Charity Rethink Mental Illness has launched an independent commission on schizophrenia to examine why people with the condition are not receiving the support they need and die, on average, 20 years younger than other people.

The charity said it was 100 years since the Swiss psychiatrist Eugen Bleuler coined the term schizophrenia, but that it was an “unhappy birthday”.

“It is 100 years since the term ‘schizophrenia’ was coined and hundreds of thousands of people in the UK are affected by it,” said Rethink chief executive Paul Jenkins. “Yet too often they are forgotten and end up with a low quality of life, even dying 20 years younger on average.”

The commission, chaired by Robin Murray, professor of psychiatric research at King’s College, London, is to investigate the current state of healthcare in England and quality of life for individuals with schizophrenia and their families. It will also make an assessment of the economic and social impact of the schizophrenia and review public attitudes.

The group will also identify the priority actions that will “reduce the burden” of schizophrenia for society and improve outcomes for individuals and their families.

The commission will hear evidence from medical professionals, economists, policy-makers and people with schizophrenia and their families.

Key findings and recommendations will be published in July 2012. Other members of the commission include former Calderdale Council director of adults’ services Jonathan Phillips, service users and campaigners Terry Bowyer and Yvonne Stewart-Williams, and Royal College of General Practitioners chair Dr Clare Gerada.

“With the right treatment, people with schizophrenia can live productive, happy lives,” Jenkins said. “This commission will ask the NHS, local authorities and economists what needs to change so that people affected and their families can live life to the full.”

**DATA**
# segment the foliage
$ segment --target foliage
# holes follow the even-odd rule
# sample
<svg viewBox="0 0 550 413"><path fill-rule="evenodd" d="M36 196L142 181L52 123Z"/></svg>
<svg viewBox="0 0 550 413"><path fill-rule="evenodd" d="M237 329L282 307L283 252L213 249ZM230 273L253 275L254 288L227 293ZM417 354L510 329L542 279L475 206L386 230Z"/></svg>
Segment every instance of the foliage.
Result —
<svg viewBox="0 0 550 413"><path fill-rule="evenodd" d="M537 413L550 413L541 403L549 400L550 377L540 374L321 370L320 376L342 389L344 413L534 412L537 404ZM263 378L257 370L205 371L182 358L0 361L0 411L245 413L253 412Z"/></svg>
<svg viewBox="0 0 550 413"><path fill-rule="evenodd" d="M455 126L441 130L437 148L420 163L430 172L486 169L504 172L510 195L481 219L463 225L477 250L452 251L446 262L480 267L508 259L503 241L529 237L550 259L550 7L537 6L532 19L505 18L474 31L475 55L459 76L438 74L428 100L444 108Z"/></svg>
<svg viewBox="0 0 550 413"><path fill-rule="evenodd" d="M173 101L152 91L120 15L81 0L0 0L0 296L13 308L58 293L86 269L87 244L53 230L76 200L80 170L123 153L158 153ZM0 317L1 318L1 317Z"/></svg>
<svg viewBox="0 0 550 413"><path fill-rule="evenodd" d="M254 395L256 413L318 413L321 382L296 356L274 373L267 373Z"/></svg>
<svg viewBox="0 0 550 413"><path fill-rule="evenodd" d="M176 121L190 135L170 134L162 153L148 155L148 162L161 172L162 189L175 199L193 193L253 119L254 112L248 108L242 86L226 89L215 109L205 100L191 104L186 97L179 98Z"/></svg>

**QUESTIONS TO ANSWER**
(A) In the text on the schizophrenia commission, who chairs the commission?
(B) Retype the part of the text on the schizophrenia commission that begins at the words "The commission, chaired" and stops after "individuals and their families.".

**SOLUTIONS PER TASK**
(A) Robin Murray, professor of psychiatric research at King's College, London.

(B)
The commission, chaired by Robin Murray, professor of psychiatric research at King’s College, London, is to investigate the current state of healthcare in England and quality of life for individuals with schizophrenia and their families. It will also make an assessment of the economic and social impact of the schizophrenia and review public attitudes.

The group will also identify the priority actions that will “reduce the burden” of schizophrenia for society and improve outcomes for individuals and their families.